*EXERCISE DIRECTIONS*
Scale the listing below from the line containing "the stone column" through its final line. Repeat every line, requests included, with each point coordinate in the answers multiplied by 1.6 and rounded to a whole number, halves rounded up, and leave out the pictures.

--- START MATERIAL FOR THIS EXERCISE ---

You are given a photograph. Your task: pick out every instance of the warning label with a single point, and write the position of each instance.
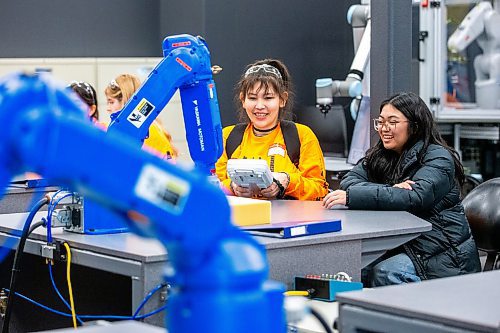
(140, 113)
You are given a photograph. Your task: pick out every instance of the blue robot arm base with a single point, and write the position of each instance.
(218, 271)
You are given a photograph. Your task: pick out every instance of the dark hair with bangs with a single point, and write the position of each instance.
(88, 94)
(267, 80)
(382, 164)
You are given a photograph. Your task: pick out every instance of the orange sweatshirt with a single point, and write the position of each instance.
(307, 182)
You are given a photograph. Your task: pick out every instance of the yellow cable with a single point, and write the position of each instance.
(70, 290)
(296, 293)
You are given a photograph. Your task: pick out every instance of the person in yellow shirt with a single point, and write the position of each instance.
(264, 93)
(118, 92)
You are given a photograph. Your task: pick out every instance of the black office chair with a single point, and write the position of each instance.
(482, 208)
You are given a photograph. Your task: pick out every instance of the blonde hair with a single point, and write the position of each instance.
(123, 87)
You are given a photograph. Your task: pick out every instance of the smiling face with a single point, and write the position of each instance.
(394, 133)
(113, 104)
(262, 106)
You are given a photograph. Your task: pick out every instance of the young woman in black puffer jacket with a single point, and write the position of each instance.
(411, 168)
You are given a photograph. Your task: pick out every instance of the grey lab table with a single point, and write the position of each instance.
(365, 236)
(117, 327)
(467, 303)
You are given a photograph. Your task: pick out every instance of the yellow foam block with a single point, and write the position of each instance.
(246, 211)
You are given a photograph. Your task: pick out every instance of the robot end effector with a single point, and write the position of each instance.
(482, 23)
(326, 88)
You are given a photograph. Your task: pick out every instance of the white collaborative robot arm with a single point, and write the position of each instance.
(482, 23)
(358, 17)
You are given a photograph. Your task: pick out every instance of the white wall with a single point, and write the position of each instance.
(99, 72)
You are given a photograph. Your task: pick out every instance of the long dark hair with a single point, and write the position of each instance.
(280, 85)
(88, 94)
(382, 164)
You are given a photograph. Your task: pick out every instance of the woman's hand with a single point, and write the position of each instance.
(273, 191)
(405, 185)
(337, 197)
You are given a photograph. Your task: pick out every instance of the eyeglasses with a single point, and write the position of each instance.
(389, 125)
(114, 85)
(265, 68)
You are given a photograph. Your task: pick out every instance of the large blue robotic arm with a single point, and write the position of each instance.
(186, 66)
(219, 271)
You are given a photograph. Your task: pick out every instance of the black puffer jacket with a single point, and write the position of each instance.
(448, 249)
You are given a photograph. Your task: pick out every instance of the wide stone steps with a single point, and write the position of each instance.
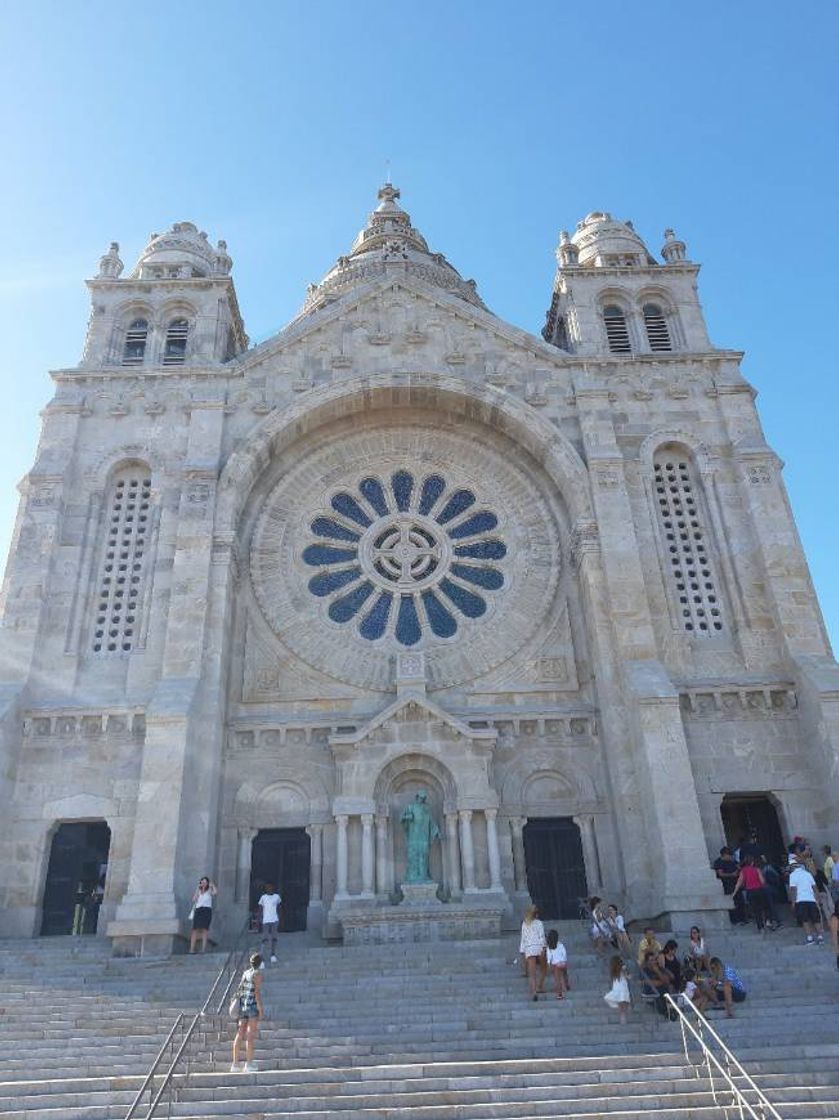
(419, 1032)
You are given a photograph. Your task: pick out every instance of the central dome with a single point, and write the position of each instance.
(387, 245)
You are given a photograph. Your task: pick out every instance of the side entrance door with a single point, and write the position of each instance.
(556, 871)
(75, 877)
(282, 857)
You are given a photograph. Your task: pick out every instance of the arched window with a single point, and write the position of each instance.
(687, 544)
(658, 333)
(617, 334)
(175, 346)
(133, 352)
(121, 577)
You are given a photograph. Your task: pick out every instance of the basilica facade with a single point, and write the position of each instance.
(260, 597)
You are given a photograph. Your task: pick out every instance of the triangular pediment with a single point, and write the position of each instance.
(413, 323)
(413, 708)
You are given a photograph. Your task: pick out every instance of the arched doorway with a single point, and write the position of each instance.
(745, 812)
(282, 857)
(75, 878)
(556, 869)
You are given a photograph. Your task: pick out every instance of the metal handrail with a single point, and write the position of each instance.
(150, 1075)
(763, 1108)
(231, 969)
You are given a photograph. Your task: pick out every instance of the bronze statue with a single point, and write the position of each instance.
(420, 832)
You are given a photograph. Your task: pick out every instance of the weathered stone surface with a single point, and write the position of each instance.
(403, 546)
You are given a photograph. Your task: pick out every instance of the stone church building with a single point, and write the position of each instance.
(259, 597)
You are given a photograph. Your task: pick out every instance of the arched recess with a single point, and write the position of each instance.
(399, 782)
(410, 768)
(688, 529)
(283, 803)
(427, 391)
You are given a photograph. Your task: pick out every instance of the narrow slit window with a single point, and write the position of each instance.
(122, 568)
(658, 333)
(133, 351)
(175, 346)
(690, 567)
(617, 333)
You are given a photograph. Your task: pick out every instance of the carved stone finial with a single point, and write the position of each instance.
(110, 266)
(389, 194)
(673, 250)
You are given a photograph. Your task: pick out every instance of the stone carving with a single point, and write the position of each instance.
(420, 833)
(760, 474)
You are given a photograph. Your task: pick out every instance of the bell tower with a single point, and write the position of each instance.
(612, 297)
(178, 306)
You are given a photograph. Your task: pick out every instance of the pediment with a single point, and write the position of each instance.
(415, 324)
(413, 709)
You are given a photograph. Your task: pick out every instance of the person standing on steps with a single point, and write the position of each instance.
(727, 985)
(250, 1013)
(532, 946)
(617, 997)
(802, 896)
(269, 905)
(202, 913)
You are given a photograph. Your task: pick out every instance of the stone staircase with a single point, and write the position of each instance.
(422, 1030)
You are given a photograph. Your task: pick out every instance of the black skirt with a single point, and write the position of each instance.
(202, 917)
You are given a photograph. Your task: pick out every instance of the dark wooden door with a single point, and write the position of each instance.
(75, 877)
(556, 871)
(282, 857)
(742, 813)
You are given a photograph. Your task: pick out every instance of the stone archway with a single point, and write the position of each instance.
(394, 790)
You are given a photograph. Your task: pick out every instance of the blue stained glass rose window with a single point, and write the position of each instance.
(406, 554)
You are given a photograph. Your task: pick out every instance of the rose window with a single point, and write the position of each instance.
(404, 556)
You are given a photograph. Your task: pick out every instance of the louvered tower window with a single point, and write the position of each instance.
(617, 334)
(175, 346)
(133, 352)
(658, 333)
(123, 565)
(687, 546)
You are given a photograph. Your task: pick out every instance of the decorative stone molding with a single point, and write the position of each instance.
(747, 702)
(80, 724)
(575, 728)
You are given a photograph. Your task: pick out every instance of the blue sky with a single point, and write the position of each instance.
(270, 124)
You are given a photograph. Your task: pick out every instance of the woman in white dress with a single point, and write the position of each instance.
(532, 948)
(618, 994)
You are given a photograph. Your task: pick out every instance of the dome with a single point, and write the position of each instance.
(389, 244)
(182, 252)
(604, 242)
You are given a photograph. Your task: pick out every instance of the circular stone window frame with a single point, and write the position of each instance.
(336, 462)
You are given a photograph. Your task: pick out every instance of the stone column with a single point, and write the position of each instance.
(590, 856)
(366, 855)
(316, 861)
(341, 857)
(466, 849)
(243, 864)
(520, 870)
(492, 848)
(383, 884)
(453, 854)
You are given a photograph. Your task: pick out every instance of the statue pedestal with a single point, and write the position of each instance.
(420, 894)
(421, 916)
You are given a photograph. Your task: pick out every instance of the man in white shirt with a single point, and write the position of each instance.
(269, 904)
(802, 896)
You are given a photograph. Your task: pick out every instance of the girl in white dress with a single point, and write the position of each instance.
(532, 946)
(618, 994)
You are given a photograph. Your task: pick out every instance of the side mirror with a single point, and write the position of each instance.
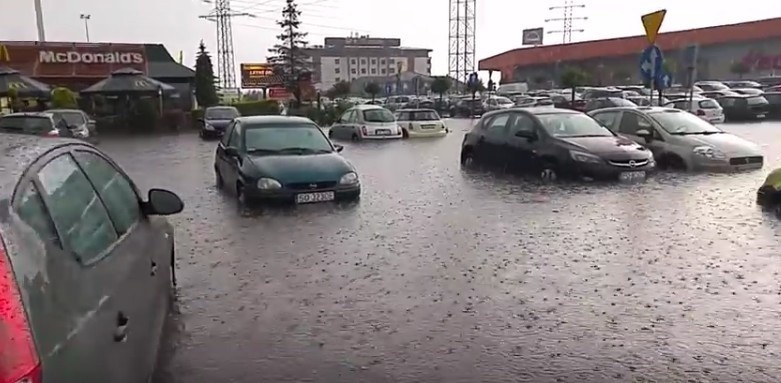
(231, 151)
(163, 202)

--- END MATERIAL FOR THIS EXERCISE ---

*FINISHED EXERCISE*
You are given a photograph. Your task: pick out every instance of the stone column with a single point, and write the position of each instance.
(944, 1370)
(586, 1368)
(506, 1378)
(546, 1371)
(746, 1358)
(389, 1382)
(832, 1392)
(787, 1357)
(613, 1414)
(725, 1366)
You are given a photograph. Your task: pick out every instance of the statue pedestal with a single point, and write the position of each instance.
(672, 1430)
(674, 1466)
You are given a photograph. Your task: pick out every instance of the man in white shirt with a single point, and write the position of each instance.
(430, 1446)
(1283, 1434)
You are given a photograph. Your task: pick out every instance of the girl in white dress with a single point, and write the position of each instance.
(851, 1514)
(989, 1590)
You are given a photograph. Your task: pick out every instance of the side mirror with a single point, and write the position of each instance.
(370, 242)
(261, 323)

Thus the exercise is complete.